> **DIRECTIONS**:
Every line of the data that includes "below" should be copied out.

[DATA IN THIS EXERCISE Boundary: Start]

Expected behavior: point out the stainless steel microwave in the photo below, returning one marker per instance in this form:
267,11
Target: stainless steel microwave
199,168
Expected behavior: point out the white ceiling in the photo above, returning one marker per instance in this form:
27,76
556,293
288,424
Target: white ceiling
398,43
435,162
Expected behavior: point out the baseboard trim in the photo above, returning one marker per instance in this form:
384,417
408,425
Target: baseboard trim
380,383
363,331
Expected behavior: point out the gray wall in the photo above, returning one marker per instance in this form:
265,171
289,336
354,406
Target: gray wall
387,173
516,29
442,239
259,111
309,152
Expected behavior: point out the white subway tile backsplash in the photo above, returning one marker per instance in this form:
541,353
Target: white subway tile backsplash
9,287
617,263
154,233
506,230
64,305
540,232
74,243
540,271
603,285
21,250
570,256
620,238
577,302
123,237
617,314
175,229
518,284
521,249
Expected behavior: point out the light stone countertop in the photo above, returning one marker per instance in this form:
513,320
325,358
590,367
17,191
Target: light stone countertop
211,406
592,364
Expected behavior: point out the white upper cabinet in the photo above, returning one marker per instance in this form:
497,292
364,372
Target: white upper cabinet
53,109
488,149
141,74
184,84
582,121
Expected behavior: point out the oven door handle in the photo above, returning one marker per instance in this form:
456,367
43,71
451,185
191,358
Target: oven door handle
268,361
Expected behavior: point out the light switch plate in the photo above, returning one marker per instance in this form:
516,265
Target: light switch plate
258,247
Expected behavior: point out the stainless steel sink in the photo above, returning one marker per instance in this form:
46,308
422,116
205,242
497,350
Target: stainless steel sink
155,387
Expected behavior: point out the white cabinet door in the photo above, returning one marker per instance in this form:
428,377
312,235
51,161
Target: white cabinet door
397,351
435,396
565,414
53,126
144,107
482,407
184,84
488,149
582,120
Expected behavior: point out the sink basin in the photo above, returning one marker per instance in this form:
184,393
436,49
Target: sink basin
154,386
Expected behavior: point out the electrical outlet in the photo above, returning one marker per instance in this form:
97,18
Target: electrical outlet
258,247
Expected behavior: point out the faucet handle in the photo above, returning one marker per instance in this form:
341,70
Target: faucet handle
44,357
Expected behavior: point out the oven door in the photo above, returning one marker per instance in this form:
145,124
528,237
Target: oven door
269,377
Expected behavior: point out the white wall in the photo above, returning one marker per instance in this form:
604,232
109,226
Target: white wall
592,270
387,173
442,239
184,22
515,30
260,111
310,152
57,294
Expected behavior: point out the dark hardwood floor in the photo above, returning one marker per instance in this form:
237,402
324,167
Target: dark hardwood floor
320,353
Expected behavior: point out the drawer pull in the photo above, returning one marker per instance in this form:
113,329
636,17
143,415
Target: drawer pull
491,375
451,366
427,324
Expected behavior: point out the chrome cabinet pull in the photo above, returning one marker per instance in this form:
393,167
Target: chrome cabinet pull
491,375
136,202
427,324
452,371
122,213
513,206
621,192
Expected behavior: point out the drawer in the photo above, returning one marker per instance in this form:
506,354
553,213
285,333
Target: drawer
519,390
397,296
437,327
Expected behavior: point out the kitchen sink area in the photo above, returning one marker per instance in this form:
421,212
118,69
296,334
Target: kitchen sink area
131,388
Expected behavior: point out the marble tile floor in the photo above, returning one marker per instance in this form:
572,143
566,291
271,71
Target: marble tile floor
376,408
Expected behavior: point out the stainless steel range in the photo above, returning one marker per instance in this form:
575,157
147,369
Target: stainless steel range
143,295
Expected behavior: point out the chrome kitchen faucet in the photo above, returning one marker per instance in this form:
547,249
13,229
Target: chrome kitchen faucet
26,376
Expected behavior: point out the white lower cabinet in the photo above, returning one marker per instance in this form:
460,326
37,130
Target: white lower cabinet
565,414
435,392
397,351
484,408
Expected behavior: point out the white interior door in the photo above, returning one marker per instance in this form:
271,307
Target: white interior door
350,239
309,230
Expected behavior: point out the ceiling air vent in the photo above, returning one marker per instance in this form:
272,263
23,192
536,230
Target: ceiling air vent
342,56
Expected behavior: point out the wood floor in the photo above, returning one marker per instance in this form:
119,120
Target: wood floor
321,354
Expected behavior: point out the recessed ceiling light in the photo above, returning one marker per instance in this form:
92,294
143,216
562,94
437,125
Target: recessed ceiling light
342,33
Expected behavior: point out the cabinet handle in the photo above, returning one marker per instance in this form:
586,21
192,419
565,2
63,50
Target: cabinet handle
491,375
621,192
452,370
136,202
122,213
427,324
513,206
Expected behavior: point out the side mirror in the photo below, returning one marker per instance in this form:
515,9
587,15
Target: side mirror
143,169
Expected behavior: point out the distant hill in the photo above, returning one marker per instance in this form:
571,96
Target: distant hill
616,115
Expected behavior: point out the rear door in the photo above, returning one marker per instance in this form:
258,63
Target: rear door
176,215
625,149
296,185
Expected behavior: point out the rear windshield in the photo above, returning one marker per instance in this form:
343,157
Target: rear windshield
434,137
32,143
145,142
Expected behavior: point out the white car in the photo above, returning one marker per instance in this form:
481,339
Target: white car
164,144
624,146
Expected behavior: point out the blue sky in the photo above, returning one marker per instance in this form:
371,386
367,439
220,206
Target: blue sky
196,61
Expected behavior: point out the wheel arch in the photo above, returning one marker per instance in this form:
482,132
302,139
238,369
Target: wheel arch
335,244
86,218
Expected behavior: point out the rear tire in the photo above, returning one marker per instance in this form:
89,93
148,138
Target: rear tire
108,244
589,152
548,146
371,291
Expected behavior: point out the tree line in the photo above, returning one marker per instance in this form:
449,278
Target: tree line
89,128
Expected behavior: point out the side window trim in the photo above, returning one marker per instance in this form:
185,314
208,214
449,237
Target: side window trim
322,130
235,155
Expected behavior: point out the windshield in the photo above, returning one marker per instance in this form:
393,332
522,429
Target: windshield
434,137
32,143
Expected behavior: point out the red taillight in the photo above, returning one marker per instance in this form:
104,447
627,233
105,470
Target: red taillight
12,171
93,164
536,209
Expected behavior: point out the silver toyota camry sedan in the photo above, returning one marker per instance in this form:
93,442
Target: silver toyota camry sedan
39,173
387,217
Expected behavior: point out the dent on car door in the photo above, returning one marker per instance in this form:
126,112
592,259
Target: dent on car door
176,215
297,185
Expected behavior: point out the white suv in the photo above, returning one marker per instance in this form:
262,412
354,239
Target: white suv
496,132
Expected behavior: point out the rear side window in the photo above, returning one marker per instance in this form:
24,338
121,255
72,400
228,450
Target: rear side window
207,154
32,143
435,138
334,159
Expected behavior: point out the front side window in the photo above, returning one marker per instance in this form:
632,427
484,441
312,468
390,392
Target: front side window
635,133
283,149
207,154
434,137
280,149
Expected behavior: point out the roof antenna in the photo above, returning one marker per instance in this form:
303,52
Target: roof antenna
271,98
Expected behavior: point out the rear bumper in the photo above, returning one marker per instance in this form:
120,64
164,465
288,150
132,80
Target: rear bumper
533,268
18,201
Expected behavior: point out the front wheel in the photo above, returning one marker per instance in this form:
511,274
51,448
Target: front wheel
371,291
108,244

[DATA IN THIS EXERCISE Boundary: End]

> **TASK ANSWER**:
Expected behavior: point out the stainless steel microwave in the photo below, returning one marker per instance in this form:
Expected behavior: point out the side mirror in the photo below, returning one marker per instance in this form:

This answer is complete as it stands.